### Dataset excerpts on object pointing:
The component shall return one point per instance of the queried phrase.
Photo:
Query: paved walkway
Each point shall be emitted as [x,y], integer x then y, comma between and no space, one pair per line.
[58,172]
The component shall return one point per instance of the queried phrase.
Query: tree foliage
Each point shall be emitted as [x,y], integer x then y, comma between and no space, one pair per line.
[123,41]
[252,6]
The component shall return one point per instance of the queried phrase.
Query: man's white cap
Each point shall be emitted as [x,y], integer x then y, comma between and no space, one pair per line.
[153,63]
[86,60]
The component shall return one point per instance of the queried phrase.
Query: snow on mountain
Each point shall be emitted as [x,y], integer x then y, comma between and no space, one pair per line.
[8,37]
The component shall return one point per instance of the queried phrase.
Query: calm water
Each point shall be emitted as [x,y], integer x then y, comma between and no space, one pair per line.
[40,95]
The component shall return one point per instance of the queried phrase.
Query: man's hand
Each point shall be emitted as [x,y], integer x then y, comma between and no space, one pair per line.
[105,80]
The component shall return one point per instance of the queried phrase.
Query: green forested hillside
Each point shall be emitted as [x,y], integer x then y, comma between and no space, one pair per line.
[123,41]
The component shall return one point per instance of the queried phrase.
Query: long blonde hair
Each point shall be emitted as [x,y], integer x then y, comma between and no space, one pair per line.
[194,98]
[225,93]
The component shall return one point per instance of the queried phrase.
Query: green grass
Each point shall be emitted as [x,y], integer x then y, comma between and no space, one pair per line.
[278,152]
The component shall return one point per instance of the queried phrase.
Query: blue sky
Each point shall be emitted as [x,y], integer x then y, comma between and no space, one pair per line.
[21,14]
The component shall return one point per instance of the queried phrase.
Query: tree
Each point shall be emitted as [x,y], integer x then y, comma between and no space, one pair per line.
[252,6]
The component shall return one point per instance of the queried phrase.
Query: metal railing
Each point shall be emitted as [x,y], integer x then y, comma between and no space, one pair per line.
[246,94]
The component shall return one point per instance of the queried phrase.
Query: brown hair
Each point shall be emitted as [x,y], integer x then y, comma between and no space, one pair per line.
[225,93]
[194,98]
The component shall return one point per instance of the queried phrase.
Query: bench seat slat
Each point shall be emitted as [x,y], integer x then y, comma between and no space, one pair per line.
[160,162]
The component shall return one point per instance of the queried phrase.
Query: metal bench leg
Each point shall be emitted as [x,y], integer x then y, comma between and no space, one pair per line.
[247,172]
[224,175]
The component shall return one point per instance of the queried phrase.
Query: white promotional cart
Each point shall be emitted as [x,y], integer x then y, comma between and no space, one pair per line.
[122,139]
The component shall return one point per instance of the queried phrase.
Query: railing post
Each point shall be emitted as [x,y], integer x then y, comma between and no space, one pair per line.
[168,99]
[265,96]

### Aim:
The records above should all be quoted exactly, please.

### Task result:
The component shall return one point per instance of the queried phrase.
Photo:
Query: paved walkway
Each point shall be emitted as [x,y], integer x then y, comma between and no space, one pair per line.
[58,172]
The component shall return one point per instance of the queried phrase.
Query: tree foliage
Each point shall be emitted as [x,y], integer x then y, comma between and no space, one pair per line.
[123,41]
[252,6]
The component shall return one point per instance of the queried phrase.
Query: man's white cap
Each point shall be emitted as [x,y], integer x then y, comma between and no space, one pair per line.
[153,63]
[86,60]
The component shall return one point per instance of the queried phrase.
Query: snow on mountain
Each point shall be emitted as [x,y], integer x then y, comma between and no space, one pair per line.
[8,37]
The component shall return one point per instance of the queried phrase.
Query: calm water
Each point shall be emitted as [x,y], integer x then y, comma between and no space, one pair per line.
[40,95]
The component shall return one point per instance of the queried phrase.
Query: man's hand
Each point shall be emitted as [x,y], integer x then y, comma between and no space, one pair per line.
[105,80]
The component shall return one point per instance of the queried phrase.
Query: green forested hillside
Each point shall be emitted as [x,y], integer x then y, comma between and no space, one pair per line.
[123,41]
The component shall return one point per instance of the queried phrase.
Query: long blonde hair
Each point shall be emitted as [x,y], integer x then y, comma between and no space, one pair per line.
[194,98]
[225,93]
The component shall return one point per instance of the queried phrase.
Query: green grass
Each point shall be emitted as [x,y], integer x then y, comma between and no space, one pair per line.
[278,152]
The component shall return one point per instance of the queried phrase.
Query: blue sky
Each point shall be emitted as [x,y], integer x then y, comma between and no space, one pair per line.
[21,14]
The component shall return one point per instance of the queried phrase.
Query: tree
Each point shall be emitted as [x,y], integer x then y, comma between and no space, one pair per line.
[252,6]
The component shall return one point per instance of the queried phrase.
Query: metal railing
Each point shall be emitted as [x,y], integer x then y, comma between and no space, one pair per line.
[246,94]
The component shall return one point per instance of the queried phrase.
Query: brown hair
Each point shall be emitted as [x,y], integer x then y, comma between and no space, one pair per line.
[225,93]
[194,98]
The component shall return one point per instance of the queried phrase.
Query: bench seat slat
Each point shall be emitted as [x,y], integer x then y, comma between and no space, one pair per line.
[160,162]
The component shall return one point per instance of the queried phrase.
Query: metal bench leg
Each point shall be emitted as [x,y], integer x then y, comma between and no space, one pair per line.
[247,172]
[224,175]
The component shall return one point per instance of the queried phrase.
Query: white promotional cart
Each point shall be emitted as [x,y], integer x then y, comma between and no space, one pair per line.
[122,139]
The component shall return one point per instance of the queried phrase.
Query: railing post
Each point shall be emitted as [x,y], integer x then y, comma between and no space, one pair per line.
[168,99]
[265,96]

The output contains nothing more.